-- Start DATA EXCERPTS --

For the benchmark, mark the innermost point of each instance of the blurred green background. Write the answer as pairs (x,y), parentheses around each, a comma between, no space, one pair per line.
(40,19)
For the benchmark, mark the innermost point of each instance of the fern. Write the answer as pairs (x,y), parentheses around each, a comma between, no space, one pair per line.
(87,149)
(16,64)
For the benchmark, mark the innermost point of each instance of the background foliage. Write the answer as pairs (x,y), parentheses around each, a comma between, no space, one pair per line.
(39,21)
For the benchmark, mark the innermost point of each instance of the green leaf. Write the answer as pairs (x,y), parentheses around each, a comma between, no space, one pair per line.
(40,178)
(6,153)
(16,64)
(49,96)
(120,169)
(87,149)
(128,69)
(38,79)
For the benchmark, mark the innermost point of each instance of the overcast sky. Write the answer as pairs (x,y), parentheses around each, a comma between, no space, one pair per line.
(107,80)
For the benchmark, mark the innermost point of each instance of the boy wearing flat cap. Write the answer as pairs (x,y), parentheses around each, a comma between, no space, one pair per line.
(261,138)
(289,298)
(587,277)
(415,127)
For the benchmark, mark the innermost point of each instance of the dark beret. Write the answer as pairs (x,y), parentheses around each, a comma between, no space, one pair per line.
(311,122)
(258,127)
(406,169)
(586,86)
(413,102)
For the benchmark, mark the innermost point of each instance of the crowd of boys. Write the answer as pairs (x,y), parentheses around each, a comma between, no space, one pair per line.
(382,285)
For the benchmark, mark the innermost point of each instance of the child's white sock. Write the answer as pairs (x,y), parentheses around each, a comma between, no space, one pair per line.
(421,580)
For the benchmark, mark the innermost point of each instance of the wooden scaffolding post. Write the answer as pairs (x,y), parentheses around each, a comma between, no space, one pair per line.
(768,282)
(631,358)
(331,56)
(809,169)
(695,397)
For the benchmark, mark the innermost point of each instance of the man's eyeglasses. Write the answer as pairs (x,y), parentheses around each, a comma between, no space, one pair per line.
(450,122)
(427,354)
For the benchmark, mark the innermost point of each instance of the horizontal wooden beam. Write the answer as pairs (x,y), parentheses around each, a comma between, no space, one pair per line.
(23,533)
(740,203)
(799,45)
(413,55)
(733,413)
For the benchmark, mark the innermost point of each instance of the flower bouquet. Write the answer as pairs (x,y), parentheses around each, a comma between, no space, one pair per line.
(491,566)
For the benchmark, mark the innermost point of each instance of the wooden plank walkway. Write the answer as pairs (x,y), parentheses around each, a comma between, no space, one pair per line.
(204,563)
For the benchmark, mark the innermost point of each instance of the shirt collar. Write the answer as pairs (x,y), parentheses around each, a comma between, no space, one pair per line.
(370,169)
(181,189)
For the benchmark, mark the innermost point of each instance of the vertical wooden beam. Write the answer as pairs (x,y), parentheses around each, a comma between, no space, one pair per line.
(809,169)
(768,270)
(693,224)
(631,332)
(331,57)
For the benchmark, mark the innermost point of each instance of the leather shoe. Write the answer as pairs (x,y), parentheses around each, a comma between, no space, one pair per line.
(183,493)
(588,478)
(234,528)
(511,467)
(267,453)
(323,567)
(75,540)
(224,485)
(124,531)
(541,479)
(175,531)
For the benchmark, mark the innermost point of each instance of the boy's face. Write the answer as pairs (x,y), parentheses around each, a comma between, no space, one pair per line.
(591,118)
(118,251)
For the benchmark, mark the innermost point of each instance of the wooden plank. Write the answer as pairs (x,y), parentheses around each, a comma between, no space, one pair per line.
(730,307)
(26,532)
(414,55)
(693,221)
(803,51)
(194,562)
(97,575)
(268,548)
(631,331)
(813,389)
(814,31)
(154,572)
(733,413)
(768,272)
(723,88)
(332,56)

-- End DATA EXCERPTS --

= DIRECTION =
Every entry above needs to be quoted exactly.

= RESULT OF THE EXERCISE =
For the benchmark, mark the innermost point of each instance of the blurred green background. Write the answer as pairs (x,y), parentheses around each, a comma between, no space, one pair per line.
(40,19)
For the benchmark, mark the innermost point of each instance of the fern. Write the answer as pairs (x,y), parentheses around each, a comma between, no space, one pair per line.
(87,149)
(16,64)
For the benchmark, mark the innermost point of each instance of the background foliage. Write the answer as pairs (x,y), parentheses around each, a comma between, no space, one pair per line.
(39,21)
For the benchmark, mark the innermost point of each instance of the green leaf. Write the answer as pairs (x,y), parentheses around each, a comma between, no space, one pair per line.
(40,178)
(6,153)
(16,64)
(49,96)
(120,169)
(87,149)
(128,69)
(38,79)
For the benchmark, mark the innermost point of each instance of the overcast sky. Write the answer as pairs (x,y), parentheses around each, a comma between, no space, one pair per line.
(107,80)
For the benchmark, mark the innermost point of each instance of the boy wearing flat cap. Write the answer as pairs (x,y), parentheses around each, a comma between, no space, one pair per line.
(261,138)
(289,298)
(587,277)
(415,127)
For the benchmark, mark the innermost point of each instance of the dark beret. Write the answer as pairs (x,y), parentheses around each, a comma between, no space, one pair per line.
(311,122)
(258,127)
(406,169)
(586,86)
(413,102)
For the benchmark, mark the innermost point of each instance of the crowd of boys. Write the answer as pairs (x,y), parentheses around each, a comma between, no space, one pair per line.
(382,285)
For the benchmark, mark the innermost point of each instance of the child's white sock. Write the answer as pairs (x,y), parentheses around each, a comma between, no space, one pair per line.
(421,580)
For the benchmark, mark the innermost point of each instance of the wooden scaffolding post. Write the answer as pairs (x,y), parentheses around each, a comma between, no space, one pair per line.
(768,282)
(631,358)
(331,56)
(809,169)
(695,397)
For the benchmark, mark the innermost point of each instance of the man's eyeglasses. Write the answer as pairs (x,y), parentheses around each, a comma between, no space, one pair per line.
(450,122)
(427,354)
For the benchmark, mark the innermost point of each instance of the horizontal wooden beam. Write the answer as pairs (x,y), parentheses around each, a comma between, no space, one pair per line.
(23,533)
(740,203)
(799,45)
(413,55)
(733,413)
For the benchmark, mark the innermost point of each instance of the flower bouquet. Write the answer as pairs (x,y), parentheses around each, a comma between, no space, one pair per line.
(491,566)
For the benchmark, mark the innermost point of each instance of the wooden plank walkway. Write the answer as pairs (x,y), parentheses around each, a comma between, no space, one pair per line.
(204,563)
For the benchmark, mark the innermost point of each instance of the shirt collar. Write the answer as pairs (x,y), parentheses around each, a comma between, no space, one pair per line.
(370,169)
(181,189)
For the benchmark, mark the innermost point of each instance of the vertical wooden beam. Write the answer as pairs (x,y), parentheses around each, a comma between, no space, one pair per line.
(809,169)
(768,270)
(693,224)
(631,332)
(331,57)
For the benchmark, mark the innermost point of each instance of the leather shoe. Write the answer as pairs (x,y), parentheses around each, a comma between, no space, one pair per line.
(183,493)
(588,478)
(234,528)
(511,467)
(267,453)
(323,567)
(75,540)
(224,485)
(124,531)
(541,479)
(175,531)
For the benchmark, mark the innermost point of each instance of the boy's face. Write the answer as pairs (x,y), parentheses around each, a comma between, no space, one pair per line.
(591,118)
(118,251)
For the benchmark, mark the innermost point of each instance of the wooden plank. Write the answer as pairs (x,y), parentheses around each, a comma between, no space, one pair per line.
(730,307)
(26,532)
(414,55)
(693,221)
(803,51)
(194,562)
(97,575)
(268,548)
(631,331)
(813,389)
(814,31)
(154,572)
(733,413)
(768,272)
(723,88)
(332,56)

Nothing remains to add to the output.